练习题目:
根据阅读选文回答下列问题。
(a)鲁迅在东京滞留到何时才回国?
(b)1919年11月,鲁迅三兄弟合力购置了哪里的住宅?
(c)1918年1月,鲁迅参加了哪份刊物的改组,并担任什么职务?

阅读选文:
-------
(接上文)在东京滞留到1909年8月后,鲁迅才回国,没有人清楚从1906年到1909年他是靠什么维持在东京昂贵的生活的。有研究者称:鲁迅滞留东京历史很值得怀疑,没职业也没家庭资助,但在东京却过着富裕悠闲的生活,雇日本女佣,还资助二弟留学。因此推测是日本特高科发工资,密探留学生动向。直到特高科派他去中国另有任务,才离开东京。这是一家之言,无法证实,但后边讲到鲁迅与一名叫内山的日本人长期的友谊,似乎又表明这种说法并非空穴来风。
鲁迅回国后,先是受聘任杭州、浙江两级师范学堂生理学和化学教员兼任日本教员铃木珪寿的植物学翻译。第二年,任绍兴中学堂教员兼监学,后任绍兴山会初级师范学堂(今绍兴文理学院)校长等职务。期间写出第一篇文言文小说《怀旧》。
1911年辛亥革命后,中华民国临时政府在南京成立。应教育总长蔡元培之邀,鲁迅任教育部社会教育司第一科科长,后任北京政府教育部佥事。民国北京政府是中国历史上第一个民选政府,是中国民主社会的开端,其民主程度虽比不上今天的台湾,但却是20世纪中国最民主的时期,不仅议员和总统是全民选举产生的,而且建立了三权分立制度,言论自由也得到了一定保障,公民还享有结社自由权力。
由于政治开明民主,民国北京政府时期,在经济、文化和道德方面都有长足发展。几乎所有相关史家都承认,中华民国北京政府时期是“中国民族资本发展的黄金时期”。各种思潮自由传播,各种学说百家争鸣,极大促进了科学文化事业的繁荣。中国近现代几乎所有的文化大师都涌现于这个时期,其成就至今中国人都没能超越。
在这一发展时期,鲁迅生活也十分安逸。1919年11月,鲁迅、周作人、周建人三兄弟卖掉绍兴的老宅,合力购置北京西城八道湾11号三进的四合院,全家居住于此。1923年7月,周作人写信与鲁迅绝交。据称兄弟失和的原因,是因为鲁迅调戏弟媳羽太信子;还有一种说法,是因为鲁迅对羽太信子持家奢侈不满。随后鲁迅搬到砖塔胡同居住。
在此期间,鲁迅有时间开始大量抄古碑,辑录金石碑帖,校对古籍等,还对佛教思想进行了一定的研究,亦有时间创作。1918年1月,他参加《新青年》改组,任编委,这无疑表明了他对马克思主义和陈独秀的态度。
-------
材料:

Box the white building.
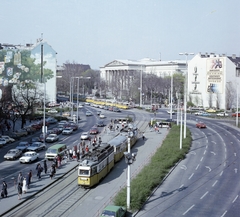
-------
参考答案:
(a)1909年8月。
(b)北京西城八道湾11号三进的四合院。
(c)《新青年》,任编委。